= Tal Committee =

The Tal Committee was an Israeli public committee appointed on 22 August 1999 which dealt with the issue of Haredi conscription in Israel, where Haredi Jews had special exemption from mandatory military service in the Israel Defense Forces (IDF), which had been the status quo since independence, as well as extending mandatory military service to Israeli-Arabs. The committee was appointed by Prime Minister Ehud Barak and was initially headed by former Supreme Court Justice Tzvi Tal. The committee was later headed by Yohanan Plesner before its official dissolution on 2 July 2012, two days before submitting its report, hence the term Plesner Committee.

Based on the committee recommendations, on 23 July 2002 the Knesset passed the temporary Tal Law, which expired after five years and was renewed. The law authorises a continuation of the exemption to yeshiva students subject to the conditions within the law. According to the law, at the age of 22, yeshiva students have a "decision year" and can choose between one-year civilian national service alongside a paying job or a shortened 16-month military service and future service in the reserves as an alternative to continuing to study.
◆ ◆ ◆ ◆ ◆
BRIEF A:
Shift the coordinates in the answer masks of the rows by -83, and write out the lines again with their requests. Begin at the start of the rows, stop after the line containing "509), (281, 505)]", and leave out the pictures.

PROVIDED DATA:
◆ ◆ ◆ ◆ ◆
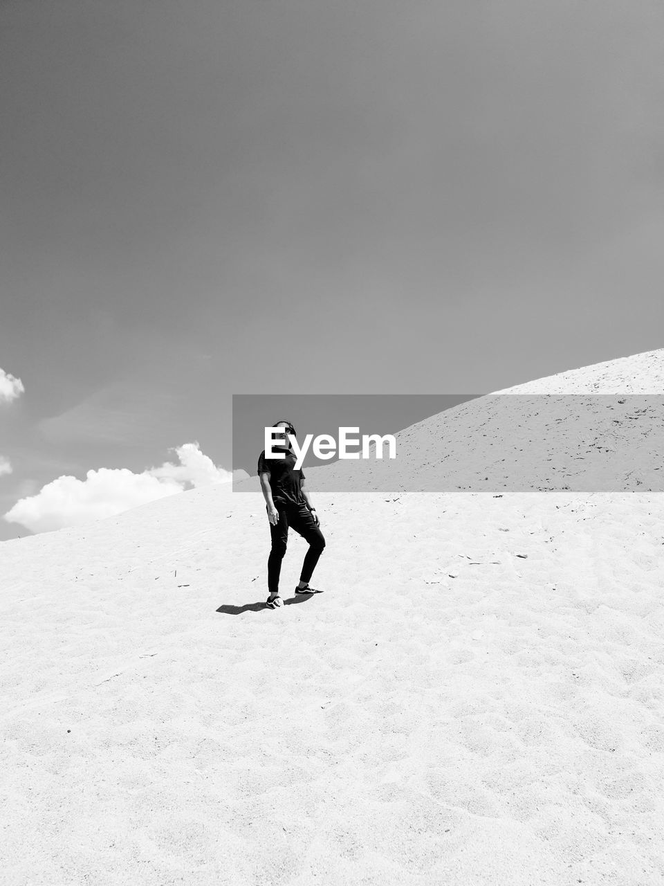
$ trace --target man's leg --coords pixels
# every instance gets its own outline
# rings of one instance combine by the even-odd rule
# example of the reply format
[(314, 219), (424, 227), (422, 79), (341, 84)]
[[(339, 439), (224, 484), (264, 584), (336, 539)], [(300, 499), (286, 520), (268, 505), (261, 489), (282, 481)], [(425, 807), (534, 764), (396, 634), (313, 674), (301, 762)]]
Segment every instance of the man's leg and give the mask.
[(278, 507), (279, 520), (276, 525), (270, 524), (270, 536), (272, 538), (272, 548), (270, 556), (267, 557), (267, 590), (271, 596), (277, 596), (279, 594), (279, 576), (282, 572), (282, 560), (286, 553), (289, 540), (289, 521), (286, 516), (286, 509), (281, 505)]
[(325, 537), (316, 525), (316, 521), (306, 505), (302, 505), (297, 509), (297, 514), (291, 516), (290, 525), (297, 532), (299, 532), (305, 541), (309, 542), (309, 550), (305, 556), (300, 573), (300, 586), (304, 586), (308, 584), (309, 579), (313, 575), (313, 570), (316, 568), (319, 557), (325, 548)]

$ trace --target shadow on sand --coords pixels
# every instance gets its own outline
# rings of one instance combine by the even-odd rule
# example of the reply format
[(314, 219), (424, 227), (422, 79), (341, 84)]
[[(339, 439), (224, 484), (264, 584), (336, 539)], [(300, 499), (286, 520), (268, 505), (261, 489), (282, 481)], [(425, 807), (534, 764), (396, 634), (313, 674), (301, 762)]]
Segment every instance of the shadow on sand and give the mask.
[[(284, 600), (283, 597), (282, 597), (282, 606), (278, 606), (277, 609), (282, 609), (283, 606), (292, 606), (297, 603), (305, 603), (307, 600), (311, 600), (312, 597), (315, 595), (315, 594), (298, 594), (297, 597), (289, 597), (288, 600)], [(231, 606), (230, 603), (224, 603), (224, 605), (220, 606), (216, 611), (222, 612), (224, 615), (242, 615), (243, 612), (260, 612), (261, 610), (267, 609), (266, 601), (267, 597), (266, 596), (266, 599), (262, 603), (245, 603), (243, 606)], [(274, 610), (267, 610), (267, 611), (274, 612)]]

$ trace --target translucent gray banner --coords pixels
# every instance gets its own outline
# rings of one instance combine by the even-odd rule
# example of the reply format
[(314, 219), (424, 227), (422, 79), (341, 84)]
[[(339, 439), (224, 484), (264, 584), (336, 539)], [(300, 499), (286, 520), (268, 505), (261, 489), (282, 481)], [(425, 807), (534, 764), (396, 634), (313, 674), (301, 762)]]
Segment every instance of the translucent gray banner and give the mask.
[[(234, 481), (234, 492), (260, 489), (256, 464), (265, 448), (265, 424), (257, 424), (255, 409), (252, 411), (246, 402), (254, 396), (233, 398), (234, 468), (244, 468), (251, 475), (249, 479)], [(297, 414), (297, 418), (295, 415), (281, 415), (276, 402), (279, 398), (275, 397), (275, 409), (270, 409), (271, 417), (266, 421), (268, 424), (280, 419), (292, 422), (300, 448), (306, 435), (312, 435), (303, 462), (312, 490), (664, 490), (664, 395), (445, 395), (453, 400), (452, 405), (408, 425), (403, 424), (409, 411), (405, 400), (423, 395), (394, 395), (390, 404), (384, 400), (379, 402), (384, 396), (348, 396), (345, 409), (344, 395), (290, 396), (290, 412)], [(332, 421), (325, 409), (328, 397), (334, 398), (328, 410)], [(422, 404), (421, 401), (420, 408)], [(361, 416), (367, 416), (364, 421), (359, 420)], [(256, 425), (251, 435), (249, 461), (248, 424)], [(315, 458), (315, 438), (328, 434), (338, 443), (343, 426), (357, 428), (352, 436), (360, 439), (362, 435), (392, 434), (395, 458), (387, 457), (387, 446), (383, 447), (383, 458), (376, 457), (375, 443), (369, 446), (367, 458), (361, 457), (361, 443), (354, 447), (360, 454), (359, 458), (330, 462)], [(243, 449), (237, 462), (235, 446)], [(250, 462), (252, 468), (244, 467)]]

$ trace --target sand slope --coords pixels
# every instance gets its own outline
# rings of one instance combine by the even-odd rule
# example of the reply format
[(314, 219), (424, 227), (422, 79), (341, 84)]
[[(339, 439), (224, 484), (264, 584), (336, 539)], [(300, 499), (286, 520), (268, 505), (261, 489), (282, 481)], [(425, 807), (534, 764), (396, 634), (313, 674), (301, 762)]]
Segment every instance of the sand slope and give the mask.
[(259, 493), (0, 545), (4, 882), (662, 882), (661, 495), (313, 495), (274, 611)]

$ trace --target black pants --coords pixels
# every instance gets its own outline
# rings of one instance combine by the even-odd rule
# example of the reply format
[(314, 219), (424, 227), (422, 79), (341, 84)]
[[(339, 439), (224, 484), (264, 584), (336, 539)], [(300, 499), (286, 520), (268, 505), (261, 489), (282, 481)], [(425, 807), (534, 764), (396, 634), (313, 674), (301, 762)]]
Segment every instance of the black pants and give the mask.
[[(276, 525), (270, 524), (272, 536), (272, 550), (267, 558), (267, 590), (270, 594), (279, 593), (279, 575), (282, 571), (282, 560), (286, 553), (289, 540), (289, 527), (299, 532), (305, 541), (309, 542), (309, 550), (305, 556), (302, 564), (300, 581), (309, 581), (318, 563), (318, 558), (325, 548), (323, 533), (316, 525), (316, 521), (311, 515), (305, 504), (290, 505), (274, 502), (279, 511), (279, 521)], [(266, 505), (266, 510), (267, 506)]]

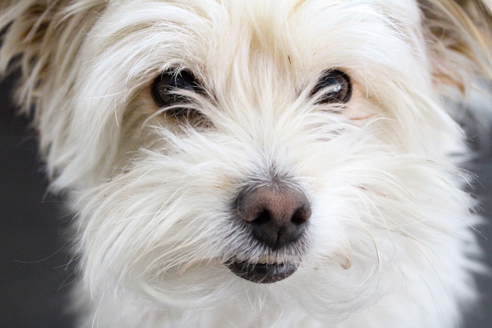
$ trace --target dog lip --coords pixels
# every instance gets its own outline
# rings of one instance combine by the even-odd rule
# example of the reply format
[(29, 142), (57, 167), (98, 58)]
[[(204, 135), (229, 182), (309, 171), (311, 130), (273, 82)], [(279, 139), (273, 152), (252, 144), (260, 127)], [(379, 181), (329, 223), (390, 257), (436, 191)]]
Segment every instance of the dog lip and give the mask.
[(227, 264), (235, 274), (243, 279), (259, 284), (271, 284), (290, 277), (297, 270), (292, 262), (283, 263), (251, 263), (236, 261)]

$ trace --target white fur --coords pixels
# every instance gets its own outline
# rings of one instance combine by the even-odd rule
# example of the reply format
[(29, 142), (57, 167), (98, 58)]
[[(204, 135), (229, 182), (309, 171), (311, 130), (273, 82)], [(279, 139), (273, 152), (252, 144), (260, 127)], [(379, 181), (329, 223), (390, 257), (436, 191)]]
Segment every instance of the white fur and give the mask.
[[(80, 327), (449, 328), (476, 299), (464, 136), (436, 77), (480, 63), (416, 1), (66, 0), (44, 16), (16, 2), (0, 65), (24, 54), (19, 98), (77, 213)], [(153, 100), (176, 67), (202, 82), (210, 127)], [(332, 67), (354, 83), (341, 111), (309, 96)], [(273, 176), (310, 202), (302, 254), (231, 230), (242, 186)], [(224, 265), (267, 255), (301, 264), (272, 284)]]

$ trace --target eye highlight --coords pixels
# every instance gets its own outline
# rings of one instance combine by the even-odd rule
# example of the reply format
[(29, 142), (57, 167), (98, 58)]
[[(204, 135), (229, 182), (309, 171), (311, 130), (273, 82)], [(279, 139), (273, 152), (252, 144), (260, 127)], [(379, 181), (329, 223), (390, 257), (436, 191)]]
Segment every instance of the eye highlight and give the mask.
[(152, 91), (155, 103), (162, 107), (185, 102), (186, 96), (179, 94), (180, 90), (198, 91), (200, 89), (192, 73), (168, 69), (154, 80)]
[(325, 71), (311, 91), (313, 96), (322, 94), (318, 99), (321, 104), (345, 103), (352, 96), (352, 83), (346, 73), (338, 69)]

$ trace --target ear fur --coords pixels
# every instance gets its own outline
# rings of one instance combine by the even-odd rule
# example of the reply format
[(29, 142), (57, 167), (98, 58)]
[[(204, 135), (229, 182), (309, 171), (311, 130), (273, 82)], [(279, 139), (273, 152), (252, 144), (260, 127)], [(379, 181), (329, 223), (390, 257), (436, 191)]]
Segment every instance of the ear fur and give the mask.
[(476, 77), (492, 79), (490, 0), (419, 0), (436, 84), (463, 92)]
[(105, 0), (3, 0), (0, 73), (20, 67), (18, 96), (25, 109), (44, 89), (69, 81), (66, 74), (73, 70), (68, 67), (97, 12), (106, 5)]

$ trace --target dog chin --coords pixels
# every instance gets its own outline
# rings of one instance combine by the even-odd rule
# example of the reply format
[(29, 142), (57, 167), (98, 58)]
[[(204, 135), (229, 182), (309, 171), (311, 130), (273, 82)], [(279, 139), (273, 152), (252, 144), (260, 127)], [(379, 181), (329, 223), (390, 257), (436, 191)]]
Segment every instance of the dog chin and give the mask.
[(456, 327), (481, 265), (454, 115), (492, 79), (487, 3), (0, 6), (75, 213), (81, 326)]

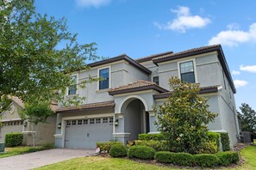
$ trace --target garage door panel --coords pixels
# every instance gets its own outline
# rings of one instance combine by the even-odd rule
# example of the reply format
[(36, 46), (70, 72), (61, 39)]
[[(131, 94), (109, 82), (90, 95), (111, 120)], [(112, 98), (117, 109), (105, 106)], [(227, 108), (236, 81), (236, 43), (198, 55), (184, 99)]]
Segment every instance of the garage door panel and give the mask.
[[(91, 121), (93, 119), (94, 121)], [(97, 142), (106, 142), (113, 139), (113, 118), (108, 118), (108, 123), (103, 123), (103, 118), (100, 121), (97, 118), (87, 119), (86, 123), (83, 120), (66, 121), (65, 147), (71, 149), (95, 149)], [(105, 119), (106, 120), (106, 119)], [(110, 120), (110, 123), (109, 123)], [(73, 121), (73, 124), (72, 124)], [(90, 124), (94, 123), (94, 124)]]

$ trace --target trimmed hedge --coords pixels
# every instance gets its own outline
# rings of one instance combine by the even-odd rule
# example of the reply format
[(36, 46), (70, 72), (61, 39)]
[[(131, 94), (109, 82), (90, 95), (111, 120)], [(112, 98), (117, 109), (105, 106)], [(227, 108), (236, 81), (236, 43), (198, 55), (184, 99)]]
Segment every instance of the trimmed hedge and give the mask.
◆ ◆ ◆ ◆ ◆
BRIEF B:
Transcribe the whole text about the Tal Committee word for word.

RIGHT ANSWER A:
$ trace --target man's leg --coords pixels
# every instance gets its own outline
# rings of one instance combine by the even-odd rule
# example of the reply format
[(314, 219), (424, 227), (422, 79), (341, 84)]
[[(339, 439), (224, 484), (264, 584), (336, 539)], [(300, 499), (286, 520), (268, 505), (261, 489), (282, 481)], [(425, 807), (534, 764), (396, 634), (313, 674), (301, 762)]]
Segment every instance of the man's leg and give the mask.
[(195, 424), (196, 437), (193, 442), (187, 441), (187, 453), (189, 455), (189, 465), (187, 473), (184, 474), (184, 507), (188, 513), (194, 513), (196, 511), (196, 493), (199, 489), (199, 477), (203, 470), (206, 457), (206, 438), (203, 433), (203, 426), (198, 422)]

RIGHT ANSWER B:
= Tal Committee =

The Tal Committee was an Israeli public committee appointed on 22 August 1999 which dealt with the issue of Haredi conscription in Israel, where Haredi Jews had special exemption from mandatory military service in the Israel Defense Forces (IDF), which had been the status quo since independence, as well as extending mandatory military service to Israeli-Arabs. The committee was appointed by Prime Minister Ehud Barak and was initially headed by former Supreme Court Justice Tzvi Tal. The committee was later headed by Yohanan Plesner before its official dissolution on 2 July 2012, two days before submitting its report, hence the term Plesner Committee.

Based on the committee recommendations, on 23 July 2002 the Knesset passed the temporary Tal Law, which expired after five years and was renewed. The law authorises a continuation of the exemption to yeshiva students subject to the conditions within the law. According to the law, at the age of 22, yeshiva students have a "decision year" and can choose between one-year civilian national service alongside a paying job or a shortened 16-month military service and future service in the reserves as an alternative to continuing to study.